**Short task**
Write out every line of the entries below, keeping each character unchanged.

Object outline annotations
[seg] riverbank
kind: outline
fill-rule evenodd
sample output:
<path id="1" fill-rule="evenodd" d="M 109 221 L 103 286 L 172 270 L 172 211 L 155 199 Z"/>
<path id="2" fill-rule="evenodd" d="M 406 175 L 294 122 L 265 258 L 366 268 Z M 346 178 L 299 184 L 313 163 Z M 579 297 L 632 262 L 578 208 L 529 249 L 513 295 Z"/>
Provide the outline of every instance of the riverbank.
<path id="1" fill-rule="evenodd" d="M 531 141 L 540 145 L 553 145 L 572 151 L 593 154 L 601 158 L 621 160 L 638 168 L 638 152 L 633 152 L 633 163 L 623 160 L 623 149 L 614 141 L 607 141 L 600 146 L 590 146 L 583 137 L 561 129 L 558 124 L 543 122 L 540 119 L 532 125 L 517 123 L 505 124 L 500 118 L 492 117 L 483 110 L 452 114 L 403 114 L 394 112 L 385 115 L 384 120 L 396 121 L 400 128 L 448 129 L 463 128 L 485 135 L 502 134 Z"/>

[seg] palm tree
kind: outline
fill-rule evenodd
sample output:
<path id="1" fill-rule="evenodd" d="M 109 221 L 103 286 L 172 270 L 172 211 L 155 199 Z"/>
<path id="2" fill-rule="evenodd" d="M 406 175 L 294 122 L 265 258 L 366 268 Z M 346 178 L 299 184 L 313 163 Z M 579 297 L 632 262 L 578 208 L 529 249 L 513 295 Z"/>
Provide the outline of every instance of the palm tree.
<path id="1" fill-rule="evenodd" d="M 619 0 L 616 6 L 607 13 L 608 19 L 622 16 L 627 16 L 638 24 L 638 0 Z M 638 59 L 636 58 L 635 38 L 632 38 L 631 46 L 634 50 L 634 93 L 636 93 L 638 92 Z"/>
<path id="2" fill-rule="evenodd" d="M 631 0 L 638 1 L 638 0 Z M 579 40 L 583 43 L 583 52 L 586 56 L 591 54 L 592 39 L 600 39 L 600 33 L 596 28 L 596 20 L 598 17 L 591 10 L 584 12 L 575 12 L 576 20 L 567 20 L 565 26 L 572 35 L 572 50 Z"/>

**Response for this exercise**
[seg] riverbank
kind: outline
fill-rule evenodd
sample output:
<path id="1" fill-rule="evenodd" d="M 109 221 L 103 286 L 172 270 L 172 211 L 155 199 Z"/>
<path id="2" fill-rule="evenodd" d="M 406 175 L 294 122 L 265 258 L 366 268 Z M 346 178 L 299 184 L 313 163 Z M 579 297 L 632 262 L 578 208 L 529 249 L 513 295 Z"/>
Provide the outline of every instance of the riverbank.
<path id="1" fill-rule="evenodd" d="M 531 141 L 540 145 L 553 145 L 572 151 L 593 154 L 601 158 L 621 160 L 638 168 L 638 152 L 633 152 L 633 163 L 623 160 L 623 149 L 614 141 L 607 141 L 600 146 L 590 146 L 583 137 L 561 129 L 558 124 L 543 122 L 540 119 L 532 125 L 517 123 L 505 124 L 500 118 L 492 117 L 483 110 L 452 114 L 403 114 L 394 112 L 385 115 L 384 120 L 396 121 L 400 128 L 448 129 L 463 128 L 485 135 L 502 134 Z"/>

[seg] palm tree
kind: outline
fill-rule evenodd
sample output:
<path id="1" fill-rule="evenodd" d="M 109 221 L 103 286 L 172 270 L 172 211 L 155 199 Z"/>
<path id="2" fill-rule="evenodd" d="M 406 175 L 294 122 L 265 258 L 366 268 Z M 346 178 L 299 184 L 313 163 Z M 579 297 L 632 262 L 578 208 L 529 249 L 513 295 Z"/>
Provide the outline of every instance of the palm tree.
<path id="1" fill-rule="evenodd" d="M 619 0 L 616 6 L 607 13 L 608 19 L 622 16 L 627 16 L 638 24 L 638 0 Z M 638 59 L 636 58 L 635 38 L 632 38 L 631 46 L 634 50 L 634 93 L 636 93 L 638 92 Z"/>
<path id="2" fill-rule="evenodd" d="M 631 0 L 638 1 L 638 0 Z M 579 40 L 583 43 L 583 52 L 586 56 L 591 54 L 592 39 L 600 39 L 600 33 L 596 28 L 596 20 L 598 17 L 591 10 L 584 12 L 575 12 L 576 20 L 567 20 L 565 26 L 572 35 L 572 50 Z"/>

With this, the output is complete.